A White Boy’s Observations of Sexism and the Adria Richards Fiasco - roguecoder
http://scientopia.org/blogs/goodmath/2013/03/28/a-white-boys-observations-of-sexism-and-the-adria-richards-fiasco/
======
iamtherockstar
I spent two years as an LDS missionary in the Caribbean islands. Influence by
slavery and indentured servitude, the most common races down there were
African and Indian descent. White people were a rarity (so much so that it was
common to hear people a block away yell out "White boy!" many times a day).
Despite this, more than a few people would say things like "You're white.
Things are easy for you." I thought this was crazy, since I was definitely a
minority in the area, but now that I'm older, I see what they meant.

------
claudius
> There's an expression that I've heard multiple times in the northeast US, to
> talk about bartering a price for a car: "jewing the salesman down". I
> absolutely find that extremely offensive. And I've called people out on it.
+ + +
Request 1
Please repeat the forum thread from "A White Boy’s" up to and including "what they meant.".
Request 2
List every phrase the forum thread encloses in double quotation marks.
The material after this point has no connection to the forum thread.

Recorded information
+ + +
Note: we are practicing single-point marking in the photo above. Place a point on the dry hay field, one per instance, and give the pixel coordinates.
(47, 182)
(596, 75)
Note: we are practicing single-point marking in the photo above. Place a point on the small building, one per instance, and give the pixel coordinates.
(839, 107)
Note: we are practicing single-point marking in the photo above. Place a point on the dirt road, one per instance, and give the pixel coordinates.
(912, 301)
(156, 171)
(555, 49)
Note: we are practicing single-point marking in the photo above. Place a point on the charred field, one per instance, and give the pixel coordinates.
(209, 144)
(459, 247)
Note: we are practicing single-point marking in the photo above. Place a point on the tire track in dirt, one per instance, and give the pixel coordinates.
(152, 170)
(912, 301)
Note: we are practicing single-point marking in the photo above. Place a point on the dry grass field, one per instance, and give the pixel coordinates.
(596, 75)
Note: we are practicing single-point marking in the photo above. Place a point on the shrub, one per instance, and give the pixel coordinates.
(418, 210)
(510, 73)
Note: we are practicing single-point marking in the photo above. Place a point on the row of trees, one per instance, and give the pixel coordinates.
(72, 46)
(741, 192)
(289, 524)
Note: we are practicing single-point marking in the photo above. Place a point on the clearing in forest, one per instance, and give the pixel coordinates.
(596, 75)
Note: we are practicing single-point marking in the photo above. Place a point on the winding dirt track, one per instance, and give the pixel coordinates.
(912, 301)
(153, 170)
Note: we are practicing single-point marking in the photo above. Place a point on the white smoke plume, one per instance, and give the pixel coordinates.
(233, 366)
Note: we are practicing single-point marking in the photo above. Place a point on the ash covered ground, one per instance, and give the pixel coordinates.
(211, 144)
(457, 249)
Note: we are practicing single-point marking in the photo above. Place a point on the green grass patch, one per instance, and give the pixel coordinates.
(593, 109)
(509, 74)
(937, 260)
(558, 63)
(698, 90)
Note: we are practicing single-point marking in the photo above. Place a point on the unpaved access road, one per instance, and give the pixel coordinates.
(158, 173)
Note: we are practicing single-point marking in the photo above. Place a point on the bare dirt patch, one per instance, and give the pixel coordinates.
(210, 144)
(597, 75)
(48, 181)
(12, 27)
+ + +
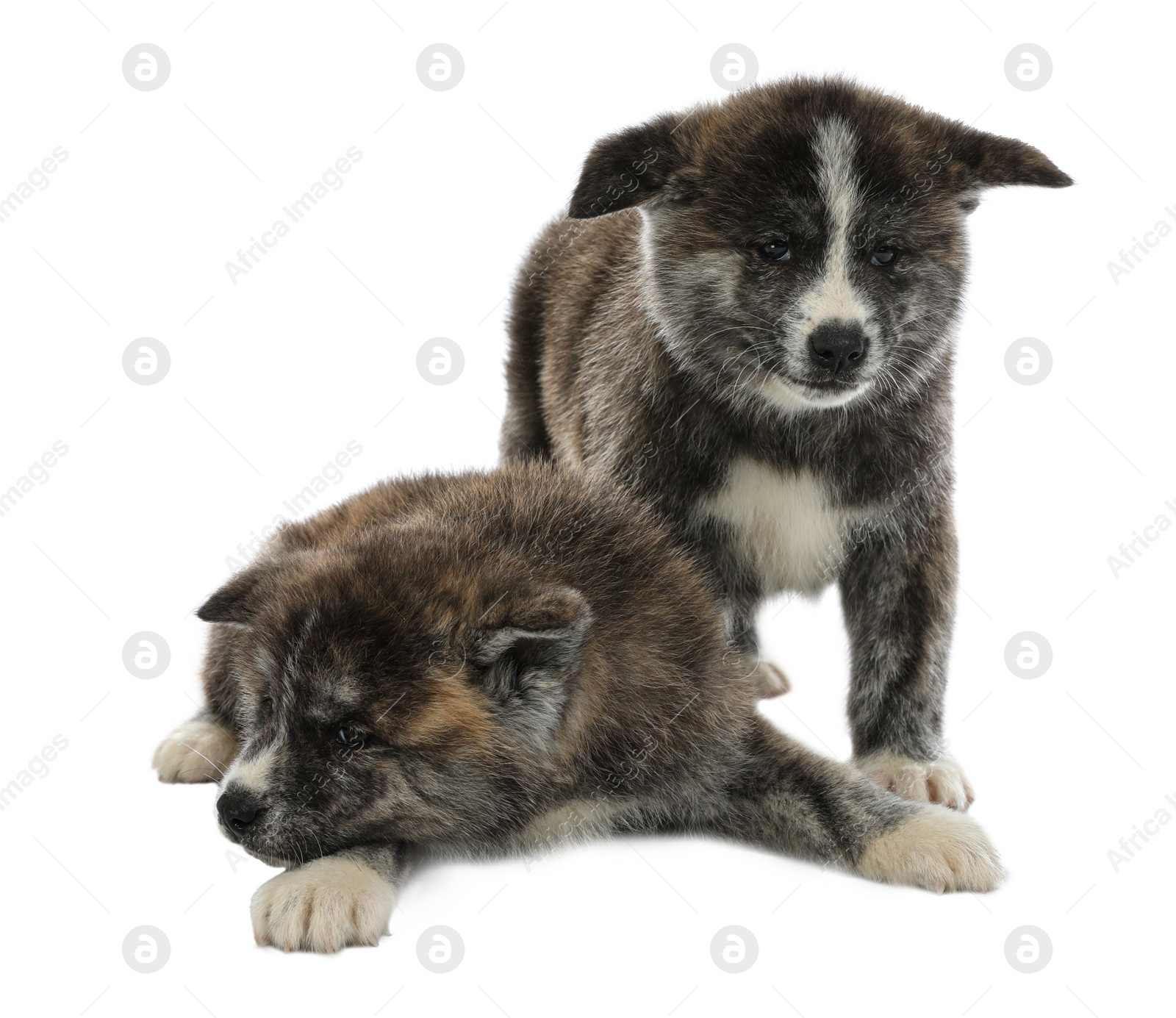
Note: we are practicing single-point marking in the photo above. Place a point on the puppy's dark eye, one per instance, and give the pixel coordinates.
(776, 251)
+ + +
Task result 1
A White Boy’s Observations of Sexism and the Adria Richards Fiasco - roguecoder
http://scientopia.org/blogs/goodmath/2013/03/28/a-white-boys-observations-of-sexism-and-the-adria-richards-fiasco/
======
iamtherockstar
I spent two years as an LDS missionary in the Caribbean islands. Influence by
slavery and indentured servitude, the most common races down there were
African and Indian descent. White people were a rarity (so much so that it was
common to hear people a block away yell out "White boy!" many times a day).
Despite this, more than a few people would say things like "You're white.
Things are easy for you." I thought this was crazy, since I was definitely a
minority in the area, but now that I'm older, I see what they meant.

Task result 2
- "White boy!"
- "You're white. Things are easy for you."
- "jewing the salesman down"